Entries from a pointing dataset:
>> BEGIN
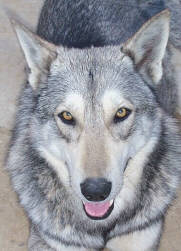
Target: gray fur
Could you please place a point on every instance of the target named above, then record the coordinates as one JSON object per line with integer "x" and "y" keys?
{"x": 141, "y": 156}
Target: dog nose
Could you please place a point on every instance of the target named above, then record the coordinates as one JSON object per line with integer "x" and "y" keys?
{"x": 96, "y": 189}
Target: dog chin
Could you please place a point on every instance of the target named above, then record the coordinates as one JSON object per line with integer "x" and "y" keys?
{"x": 98, "y": 210}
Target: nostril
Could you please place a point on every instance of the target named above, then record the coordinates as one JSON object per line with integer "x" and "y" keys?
{"x": 96, "y": 189}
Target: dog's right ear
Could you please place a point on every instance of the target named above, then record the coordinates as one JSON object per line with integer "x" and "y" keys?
{"x": 38, "y": 53}
{"x": 147, "y": 47}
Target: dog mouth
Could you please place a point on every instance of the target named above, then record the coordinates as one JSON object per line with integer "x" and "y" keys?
{"x": 98, "y": 210}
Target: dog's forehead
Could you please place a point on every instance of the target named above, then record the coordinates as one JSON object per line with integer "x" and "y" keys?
{"x": 97, "y": 75}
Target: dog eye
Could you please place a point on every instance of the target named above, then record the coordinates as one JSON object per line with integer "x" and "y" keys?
{"x": 66, "y": 118}
{"x": 121, "y": 114}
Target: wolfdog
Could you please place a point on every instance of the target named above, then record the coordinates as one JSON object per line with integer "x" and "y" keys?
{"x": 95, "y": 156}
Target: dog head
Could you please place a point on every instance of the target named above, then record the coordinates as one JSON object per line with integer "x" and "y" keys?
{"x": 96, "y": 117}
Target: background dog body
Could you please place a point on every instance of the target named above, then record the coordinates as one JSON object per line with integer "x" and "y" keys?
{"x": 120, "y": 64}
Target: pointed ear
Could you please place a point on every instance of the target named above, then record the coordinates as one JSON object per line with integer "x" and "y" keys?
{"x": 147, "y": 47}
{"x": 38, "y": 53}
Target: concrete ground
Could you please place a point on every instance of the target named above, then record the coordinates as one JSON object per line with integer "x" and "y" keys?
{"x": 13, "y": 222}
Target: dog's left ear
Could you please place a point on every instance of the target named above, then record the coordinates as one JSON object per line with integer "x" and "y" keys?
{"x": 147, "y": 46}
{"x": 38, "y": 53}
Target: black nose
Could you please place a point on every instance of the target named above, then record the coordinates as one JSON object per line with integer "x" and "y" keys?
{"x": 96, "y": 189}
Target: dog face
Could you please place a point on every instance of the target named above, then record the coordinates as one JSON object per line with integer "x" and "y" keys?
{"x": 95, "y": 113}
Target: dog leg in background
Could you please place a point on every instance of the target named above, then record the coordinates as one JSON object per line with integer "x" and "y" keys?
{"x": 176, "y": 62}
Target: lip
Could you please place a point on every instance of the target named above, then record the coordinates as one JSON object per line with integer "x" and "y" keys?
{"x": 102, "y": 217}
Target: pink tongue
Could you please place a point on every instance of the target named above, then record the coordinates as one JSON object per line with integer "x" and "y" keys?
{"x": 97, "y": 209}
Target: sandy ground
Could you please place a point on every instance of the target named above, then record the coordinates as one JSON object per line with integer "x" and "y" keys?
{"x": 13, "y": 222}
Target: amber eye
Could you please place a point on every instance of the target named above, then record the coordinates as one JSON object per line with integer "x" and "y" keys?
{"x": 121, "y": 114}
{"x": 66, "y": 117}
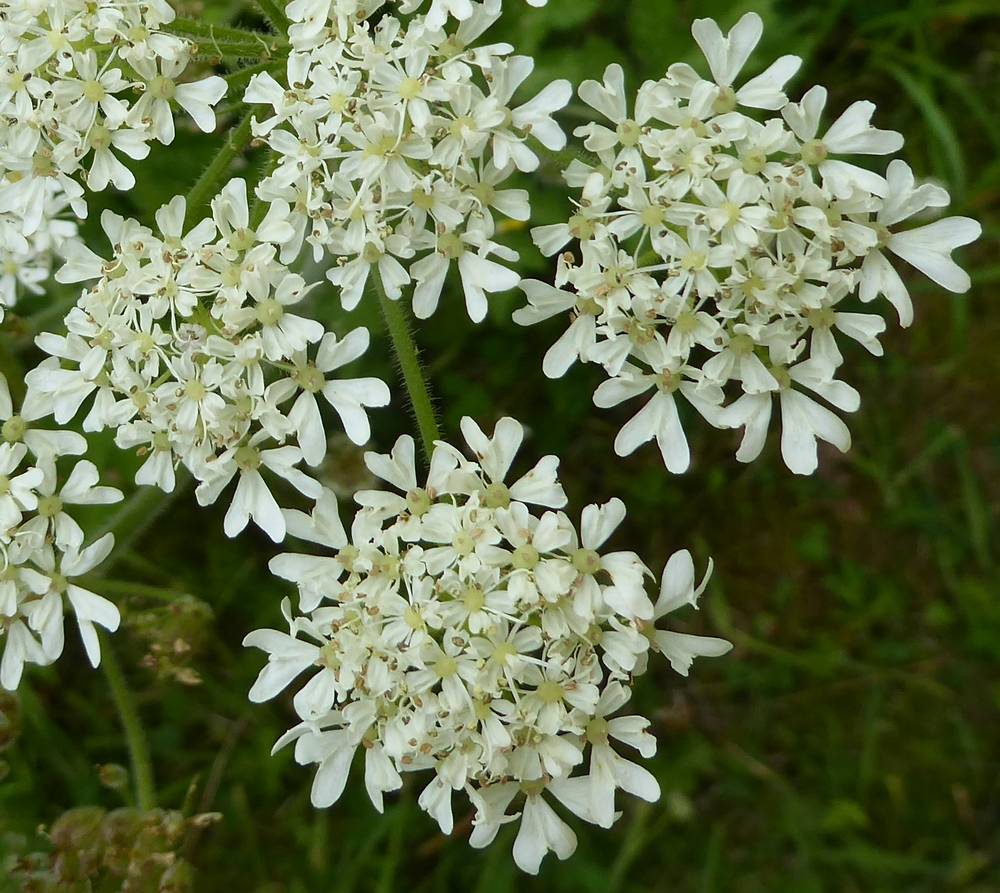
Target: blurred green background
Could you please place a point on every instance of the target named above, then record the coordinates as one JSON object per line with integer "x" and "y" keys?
{"x": 851, "y": 742}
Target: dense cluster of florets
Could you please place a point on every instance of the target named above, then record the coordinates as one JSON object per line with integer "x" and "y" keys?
{"x": 188, "y": 346}
{"x": 394, "y": 142}
{"x": 468, "y": 628}
{"x": 719, "y": 252}
{"x": 85, "y": 83}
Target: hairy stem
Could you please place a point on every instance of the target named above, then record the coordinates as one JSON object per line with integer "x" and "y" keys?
{"x": 211, "y": 180}
{"x": 275, "y": 14}
{"x": 135, "y": 737}
{"x": 411, "y": 371}
{"x": 228, "y": 41}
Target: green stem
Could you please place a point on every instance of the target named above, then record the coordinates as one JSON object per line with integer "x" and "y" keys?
{"x": 237, "y": 80}
{"x": 260, "y": 207}
{"x": 275, "y": 14}
{"x": 210, "y": 181}
{"x": 408, "y": 358}
{"x": 227, "y": 41}
{"x": 135, "y": 737}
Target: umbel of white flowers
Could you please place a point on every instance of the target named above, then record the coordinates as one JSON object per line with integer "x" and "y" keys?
{"x": 188, "y": 347}
{"x": 66, "y": 112}
{"x": 42, "y": 548}
{"x": 469, "y": 630}
{"x": 721, "y": 244}
{"x": 393, "y": 144}
{"x": 71, "y": 70}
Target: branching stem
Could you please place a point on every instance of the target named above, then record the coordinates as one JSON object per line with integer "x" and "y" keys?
{"x": 411, "y": 371}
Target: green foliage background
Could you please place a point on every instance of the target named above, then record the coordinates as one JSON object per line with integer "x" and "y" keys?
{"x": 851, "y": 742}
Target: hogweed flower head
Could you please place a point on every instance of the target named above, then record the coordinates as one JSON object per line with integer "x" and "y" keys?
{"x": 43, "y": 549}
{"x": 188, "y": 344}
{"x": 394, "y": 143}
{"x": 86, "y": 84}
{"x": 469, "y": 628}
{"x": 722, "y": 241}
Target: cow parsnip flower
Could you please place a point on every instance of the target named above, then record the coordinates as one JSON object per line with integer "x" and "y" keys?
{"x": 394, "y": 142}
{"x": 188, "y": 344}
{"x": 718, "y": 252}
{"x": 71, "y": 69}
{"x": 42, "y": 546}
{"x": 470, "y": 629}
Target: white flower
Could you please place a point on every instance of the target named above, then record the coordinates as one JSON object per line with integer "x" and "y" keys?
{"x": 718, "y": 257}
{"x": 464, "y": 633}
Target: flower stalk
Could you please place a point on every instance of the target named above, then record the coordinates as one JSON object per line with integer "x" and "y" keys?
{"x": 410, "y": 368}
{"x": 202, "y": 193}
{"x": 135, "y": 736}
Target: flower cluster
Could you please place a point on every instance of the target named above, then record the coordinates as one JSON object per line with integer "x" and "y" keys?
{"x": 394, "y": 143}
{"x": 26, "y": 262}
{"x": 468, "y": 629}
{"x": 43, "y": 549}
{"x": 187, "y": 345}
{"x": 718, "y": 250}
{"x": 71, "y": 69}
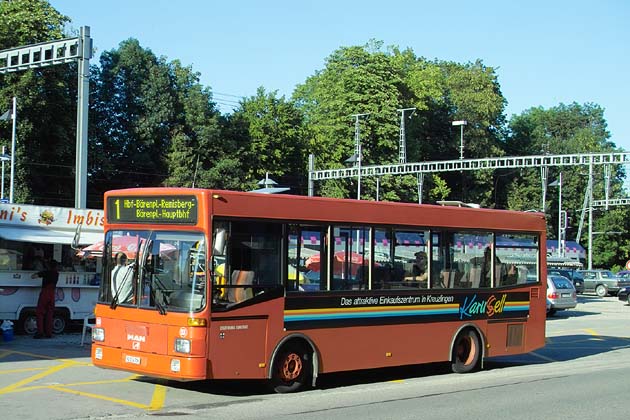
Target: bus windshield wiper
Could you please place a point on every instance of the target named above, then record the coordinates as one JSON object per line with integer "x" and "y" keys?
{"x": 119, "y": 288}
{"x": 161, "y": 308}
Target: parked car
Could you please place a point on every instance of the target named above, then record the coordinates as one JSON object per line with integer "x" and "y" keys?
{"x": 561, "y": 294}
{"x": 603, "y": 282}
{"x": 573, "y": 275}
{"x": 624, "y": 274}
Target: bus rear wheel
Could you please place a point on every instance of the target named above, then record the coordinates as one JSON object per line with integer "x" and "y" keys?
{"x": 292, "y": 369}
{"x": 466, "y": 352}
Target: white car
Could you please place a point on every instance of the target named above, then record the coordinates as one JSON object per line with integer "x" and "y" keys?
{"x": 561, "y": 294}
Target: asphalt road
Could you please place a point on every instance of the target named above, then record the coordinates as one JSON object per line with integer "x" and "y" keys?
{"x": 582, "y": 373}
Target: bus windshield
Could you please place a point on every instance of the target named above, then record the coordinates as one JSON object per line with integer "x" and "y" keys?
{"x": 160, "y": 270}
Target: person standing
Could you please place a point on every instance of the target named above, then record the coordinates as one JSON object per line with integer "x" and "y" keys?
{"x": 122, "y": 280}
{"x": 46, "y": 302}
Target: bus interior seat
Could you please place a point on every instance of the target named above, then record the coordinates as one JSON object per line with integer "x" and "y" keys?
{"x": 450, "y": 278}
{"x": 243, "y": 281}
{"x": 474, "y": 276}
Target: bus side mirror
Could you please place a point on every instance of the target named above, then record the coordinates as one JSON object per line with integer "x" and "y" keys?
{"x": 218, "y": 248}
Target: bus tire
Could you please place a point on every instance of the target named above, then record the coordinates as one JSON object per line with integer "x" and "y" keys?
{"x": 27, "y": 323}
{"x": 466, "y": 352}
{"x": 601, "y": 290}
{"x": 292, "y": 369}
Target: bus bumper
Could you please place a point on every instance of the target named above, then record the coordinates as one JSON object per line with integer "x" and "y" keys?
{"x": 175, "y": 367}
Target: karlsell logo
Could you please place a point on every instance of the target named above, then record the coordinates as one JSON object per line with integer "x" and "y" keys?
{"x": 490, "y": 306}
{"x": 134, "y": 337}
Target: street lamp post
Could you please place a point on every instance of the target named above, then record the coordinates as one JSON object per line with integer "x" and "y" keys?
{"x": 461, "y": 124}
{"x": 558, "y": 184}
{"x": 4, "y": 158}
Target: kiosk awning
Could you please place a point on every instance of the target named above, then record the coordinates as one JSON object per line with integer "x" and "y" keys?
{"x": 47, "y": 236}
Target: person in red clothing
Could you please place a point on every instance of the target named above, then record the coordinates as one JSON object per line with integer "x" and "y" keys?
{"x": 46, "y": 303}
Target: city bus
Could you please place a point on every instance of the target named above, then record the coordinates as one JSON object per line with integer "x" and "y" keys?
{"x": 284, "y": 288}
>> END
Beginning with the line that contains "Target: karlsell logo", repeat every line through the end of the records and nothing more.

▸ **Completed task**
Target: karlsell logo
Could you please place a point on every instance of the target named above, then record the coordinates as one JSON object per line with integer "x" and "y" keys?
{"x": 490, "y": 306}
{"x": 134, "y": 337}
Target: street lamp post
Could you please place a point on every instance of the target named above, then record the coordinates as one JSON object per line with integer "x" and "y" keys?
{"x": 461, "y": 124}
{"x": 558, "y": 184}
{"x": 4, "y": 158}
Target: kiosk awning
Could you please place a point on every instance of the target named above, then record the coordinates as one JSON object per line with integer "x" and "y" keys?
{"x": 47, "y": 236}
Target: person in red clothing
Could you please place a point on every instance of the target named above, then record the coordinates as one JSON object per line with integer "x" and "y" keys?
{"x": 46, "y": 303}
Target: city bus
Could you please place a point on every instance of the target named above, then record the coordinates as one JSON object per line with integer "x" and "y" keys?
{"x": 284, "y": 288}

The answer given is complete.